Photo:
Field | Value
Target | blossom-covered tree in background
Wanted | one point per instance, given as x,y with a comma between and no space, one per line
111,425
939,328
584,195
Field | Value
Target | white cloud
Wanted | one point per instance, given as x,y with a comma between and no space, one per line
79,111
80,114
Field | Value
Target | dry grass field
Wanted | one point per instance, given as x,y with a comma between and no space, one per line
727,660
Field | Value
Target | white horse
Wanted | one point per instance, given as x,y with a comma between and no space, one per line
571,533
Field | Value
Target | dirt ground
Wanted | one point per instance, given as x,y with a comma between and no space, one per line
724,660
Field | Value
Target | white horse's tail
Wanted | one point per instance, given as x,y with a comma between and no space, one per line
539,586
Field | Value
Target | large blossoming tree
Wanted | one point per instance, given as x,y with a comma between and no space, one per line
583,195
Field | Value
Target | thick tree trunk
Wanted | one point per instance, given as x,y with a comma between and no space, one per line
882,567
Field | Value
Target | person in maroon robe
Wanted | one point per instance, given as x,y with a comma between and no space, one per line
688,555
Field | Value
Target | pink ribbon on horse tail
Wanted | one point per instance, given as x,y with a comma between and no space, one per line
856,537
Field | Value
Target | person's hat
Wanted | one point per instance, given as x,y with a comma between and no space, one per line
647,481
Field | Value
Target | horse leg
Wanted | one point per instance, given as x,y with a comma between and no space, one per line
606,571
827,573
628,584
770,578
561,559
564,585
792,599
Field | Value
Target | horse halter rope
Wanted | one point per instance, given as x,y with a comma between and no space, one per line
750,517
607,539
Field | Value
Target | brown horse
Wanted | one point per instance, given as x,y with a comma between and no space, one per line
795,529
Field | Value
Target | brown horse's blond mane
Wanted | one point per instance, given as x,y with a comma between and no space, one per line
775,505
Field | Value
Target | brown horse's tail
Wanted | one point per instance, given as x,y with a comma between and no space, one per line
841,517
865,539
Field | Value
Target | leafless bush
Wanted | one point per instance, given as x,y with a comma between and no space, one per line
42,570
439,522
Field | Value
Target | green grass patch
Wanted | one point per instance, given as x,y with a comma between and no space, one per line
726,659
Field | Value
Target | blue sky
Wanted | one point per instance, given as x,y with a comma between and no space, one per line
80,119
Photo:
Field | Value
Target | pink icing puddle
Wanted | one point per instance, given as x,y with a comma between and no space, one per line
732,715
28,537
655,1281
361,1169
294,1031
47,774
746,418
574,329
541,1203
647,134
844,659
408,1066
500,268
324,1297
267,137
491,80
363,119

◆ ◆ ◆ ◆ ◆

What is needed:
Output the full listing without altering anything.

Solution below:
Photo:
Field | Value
Target | blossom-covered tree in background
Wanted | one point per instance, given as x,y with a comma between and no space, one per line
111,425
939,328
584,195
Field | Value
Target | white cloud
Wanted | one point per instance, given as x,y with a comma between and no space, one per line
79,111
80,114
Field | Value
Target | dry grass field
Wanted | one point per instance, given as x,y with a comma between and no space, one per line
727,660
Field | Value
Target | white horse
Wanted | one point per instance, given as x,y with a comma between and no space, one per line
571,533
Field | Value
Target | dirt ground
Wanted | one point per instance, given as x,y with a comma between and no space, one per line
724,660
Field | Value
Target | white horse's tail
Wanted | one point per instance, given as x,y with a comma between and no space, one per line
539,586
Field | Value
Target | large blossoming tree
Wanted | one point per instance, given as x,y with a comma between and no space, one per line
583,195
Field | Value
Target | thick tree trunk
Wanted | one point per instance, given as x,y with a comma between and no space, one per line
882,567
Field | Value
Target | person in maroon robe
Wanted | one point per instance, given as x,y with a comma between and no space, one per line
688,555
Field | Value
Target | pink ribbon on horse tail
Wanted | one point per instance, given as x,y with a comma between and no space, one per line
856,537
Field | Value
Target | person's hat
Wanted | one point per instance, given as x,y with a comma between and no space, one per line
647,481
Field | Value
Target | horse leg
Wanted | one point per instance, given as x,y with a comma between and no space, one per line
606,571
827,573
628,584
770,578
561,559
564,585
792,599
Field | Value
Target | horse halter rope
Wanted | one point per instance, given as x,y with a comma between and no space, one per line
750,517
607,539
Field | Value
Target | brown horse
Wanted | one point per instance, given as x,y with a comma between and no space, one per line
795,529
Field | Value
Target | brown horse's blond mane
Wanted | one point per instance, given as x,y with a comma between and no space, one per line
775,505
Field | Value
Target | brown horse's tail
Wanted | one point per instance, given as x,y with a comma between and no space, one per line
841,517
865,539
Field | Value
Target | leafless bush
Wanted | one point per instance, given as x,y with a comma between and no space, one per line
42,570
439,522
Field | Value
Target | green grass patch
Wanted | one point per instance, given as x,y with a comma between and no space, one per line
726,659
Field | Value
Target | blue sky
Wanted | one point per instance, given as x,y with a comma between and no space, one per line
80,119
Photo:
Field | Value
Target | pink icing puddle
Wanted | one point per instance, given as x,y with a comma between and no space, one per line
732,715
28,537
655,1281
361,1169
294,1031
47,774
746,418
574,329
541,1203
647,134
844,659
408,1066
500,268
324,1297
267,137
491,80
363,119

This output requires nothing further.